# [TASK REQUIREMENTS]
**a.** Using the interview transcript, give the passage again starting at the words "Question, what does" and ending after "Chris. I'm not running. I'm not planning on running.", substituting "Wallace" for "Chris".
**b.** Answer these from the interview transcript:
(i) What share of the vote did Romney get in the "USA Today" poll of Iowa voters?
(ii) Who came second in that poll, and with what share?
(iii) Which president does Romney say he would have been better than?
**c.** Write the next part of the Romney interview transcript, following on after its last line.

##### SOURCE

Look, I have weaknesses. I don't get every sentence up perfectly. Sometimes I misspeak. That was a parade of horrible (INAUDIBLE) that makes me cringe.

But the reality is that the opposition did a very good job picking up on those mistakes and just beating the heck out of me, and I didn't do as good a job as I wish I would have, describing who I am to the American people.

But look, that's -- you know, that's the past. The future is, how do we make sure that we get a president that spends time running the country, running the government, running the administration in such a way as to help the middle class of this country regain its footing, to help the poor get out of poverty and to protect our interests around the world? This president is not doing it.

WALLACE: Governor, let me -- let me look to the future because voters seem willing to give you another chance. There was a "USA Today" poll just a couple weeks ago of Iowa voters in which you swamped the field there. You had 35 percent. Huckabee was second with 9 percent, and the rest of the field trailed after that. And recently, you gave an interview, and when asked about running again, you gave a whole lot of reasons why not, but then you also said circumstances can change.

Question, what does that mean?

ROMNEY: Well, you know, I spoken on this topic so many times. I don't really have anything new to add, Chris. I'm not running. I'm not planning on running.

I'm going to be supporting our nominee -- hopefully, a strong individual that's able to take our message to the American people and get this country back on track for the people who need help and there are a lot of people who do.

WALLACE: But are you making a Shermanesque comment -- commitment, absolutely will not run; if nominated, will not serve? Or are there circumstances under which you would consider running again?

ROMNEY: Chris, I'm not going to add to the story. I've got nothing new for you. I've spoken at this time and time again.

I'm not running. I'm not planning on running. I'm going to be helping the person who takes the banner for us.

WALLACE: Let me ask you about this a different way. In your heart, do you still think that you would make the best president of all the people out there?

ROMNEY: Look, there's no question in my mind that I think I'd have been a better president than President Obama has been. No question in my mind about that. And there are other good people who I'm sure will be able to lead the country in the future. I wish it were me.

##########
##### DATA SECTION

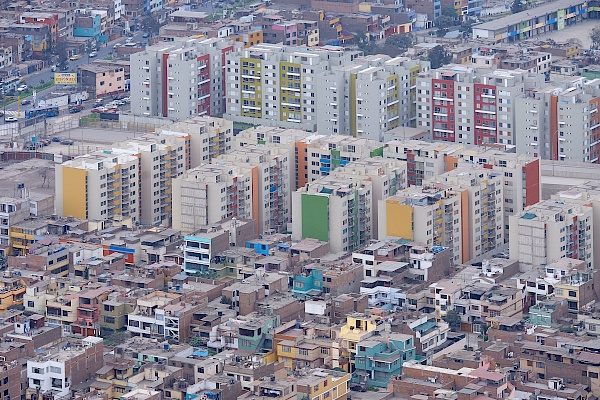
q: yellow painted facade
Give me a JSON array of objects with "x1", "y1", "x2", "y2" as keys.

##########

# [RESPONSES TO THE TASKS]
**a.**
Question, what does that mean?

ROMNEY: Well, you know, I spoken on this topic so many times. I don't really have anything new to add, Wallace. I'm not running. I'm not planning on running.

**b.**
(i) 35 percent
(ii) Huckabee, with 9 percent
(iii) President Obama

**c.**
Let me tell you, it was a great experience running for president. I loved that. But my time has come. I had -- come and gone. I had that opportunity. I ran, I didn't win.

And now, it's time for someone else to pick up the baton.

WALLACE: You mentioned Hillary Clinton. Do you think you'd make a better president than Hillary Clinton?

ROMNEY: No question about that in my mind. The American people may disagree with me.

But, look, you've got to get this economy going. You have to have people who understand what it takes to create jobs and to help people come out of poverty, to help the middle class to have a better and prosperous future. You've got to have that understanding.

You've also got to have people who've actually run something. The government of the United States is the largest enterprise in the world. You watched a president who just doesn't understand how to make an administration work, how to interact with Congress, how to get things done. You have to have those things.

I don't think Hillary Clinton has that experience. And I look for instance at her record as secretary of state, look, her record is Barack Obama's record in foreign policy. And it's a disaster.

The president went to Egypt and said we're going to have this new wonderful relationship with the Muslim world, and now, the Middle East is burning. The president won't even call the invasion by Russia into Ukraine an invasion. Look, if you can't -- if you can't speak decisively, you can't be decisive.

Hillary Clinton and Barack Obama are two peas in the same pod. And the American people have tasted that and have said, look, that's not a good taste. It's not right for the American people.

WALLACE: We've got about two minutes left, and I want to do your old favorite, the lighting round -- quick questions, quick answers.

President Obama now says he's going to delay action on immigration reform until after the election. He says because he needs to explain how he is dealing with the question of the unaccompanied minors coming over the border.

Here's what he said to Chuck Todd on "Meet the Press."


BARACK OBAMA, PRESIDENT OF THE UNITED STATES: The politics did shift midsummer because of that problem. I want to spend time even as we getting all our ducks in a row for the executive action, I want to make sure the public understands why we're doing this, why it's the right thing for the American people, why it's the right thing for the economy.


WALLACE: Briefly, Governor, what's going on there?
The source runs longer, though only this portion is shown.